***** EXCERPTED DATA *****

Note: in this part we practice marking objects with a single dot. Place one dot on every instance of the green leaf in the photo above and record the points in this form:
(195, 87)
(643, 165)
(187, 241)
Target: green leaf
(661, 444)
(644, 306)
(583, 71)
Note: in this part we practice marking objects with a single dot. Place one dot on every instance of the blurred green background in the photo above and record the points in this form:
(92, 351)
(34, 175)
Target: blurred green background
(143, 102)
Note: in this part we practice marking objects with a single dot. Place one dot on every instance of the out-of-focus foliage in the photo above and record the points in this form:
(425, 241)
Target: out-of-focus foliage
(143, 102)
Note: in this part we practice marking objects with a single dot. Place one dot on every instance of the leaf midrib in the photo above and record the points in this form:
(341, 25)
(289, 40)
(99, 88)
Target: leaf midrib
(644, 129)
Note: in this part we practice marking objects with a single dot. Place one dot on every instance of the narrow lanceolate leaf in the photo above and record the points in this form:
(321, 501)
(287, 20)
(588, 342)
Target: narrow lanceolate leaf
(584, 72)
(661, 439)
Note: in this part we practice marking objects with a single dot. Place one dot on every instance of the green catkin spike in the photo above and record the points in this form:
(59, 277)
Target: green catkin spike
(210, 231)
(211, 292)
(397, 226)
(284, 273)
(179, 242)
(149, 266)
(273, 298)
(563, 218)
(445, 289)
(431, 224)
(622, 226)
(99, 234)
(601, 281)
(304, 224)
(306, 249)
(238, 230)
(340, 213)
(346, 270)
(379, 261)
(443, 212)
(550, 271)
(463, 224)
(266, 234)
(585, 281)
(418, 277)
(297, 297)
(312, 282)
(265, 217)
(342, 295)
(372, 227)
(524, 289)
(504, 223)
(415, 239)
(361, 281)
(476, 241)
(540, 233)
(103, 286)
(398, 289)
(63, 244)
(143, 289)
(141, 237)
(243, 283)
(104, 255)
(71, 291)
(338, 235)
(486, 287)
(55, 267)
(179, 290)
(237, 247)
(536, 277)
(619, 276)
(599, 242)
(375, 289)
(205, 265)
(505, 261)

*****

◆ EXERCISE GOAL
Starting with the line that contains "of the blurred", return each line through the last one of the data above, exactly as written and nothing more.

◆ SOLUTION FOR THIS TASK
Note: in this part we practice marking objects with a single dot. Place one dot on every instance of the blurred green background in the photo above and record the points in this form:
(92, 351)
(34, 175)
Target: blurred green background
(143, 102)
Note: in this part we practice marking objects with a single dot. Place one dot on every instance of the out-of-focus foliage in the photo above and record the points in this form:
(425, 241)
Target: out-of-focus foliage
(143, 102)
Note: in this part we practice marking objects with a single dot. Place one dot on every instance of the leaf midrib in the photo above and record the points in this form:
(341, 25)
(289, 40)
(99, 88)
Target: leaf midrib
(644, 129)
Note: in this part we practice marking objects with a single dot. Place one dot on every instance of the narrow lanceolate leaf in the photo above and record the points in this form:
(321, 501)
(287, 20)
(588, 342)
Target: narrow lanceolate leaf
(584, 72)
(661, 439)
Note: in this part we practice marking objects with a single dot. Place one dot on every instance of the green catkin spike in the photo above and record the points in this form:
(59, 277)
Target: green catkin spike
(210, 231)
(211, 292)
(397, 226)
(284, 273)
(179, 242)
(149, 266)
(273, 298)
(563, 218)
(445, 289)
(431, 224)
(622, 226)
(99, 234)
(601, 281)
(304, 224)
(306, 249)
(238, 230)
(340, 213)
(346, 270)
(379, 261)
(443, 212)
(550, 271)
(463, 224)
(266, 234)
(585, 281)
(418, 277)
(297, 297)
(312, 282)
(265, 217)
(342, 295)
(372, 227)
(524, 289)
(504, 223)
(415, 239)
(361, 281)
(476, 241)
(540, 233)
(103, 286)
(398, 289)
(63, 244)
(143, 289)
(141, 237)
(243, 283)
(104, 255)
(71, 291)
(338, 235)
(486, 287)
(55, 267)
(179, 290)
(237, 247)
(536, 277)
(619, 276)
(599, 242)
(375, 289)
(205, 265)
(505, 261)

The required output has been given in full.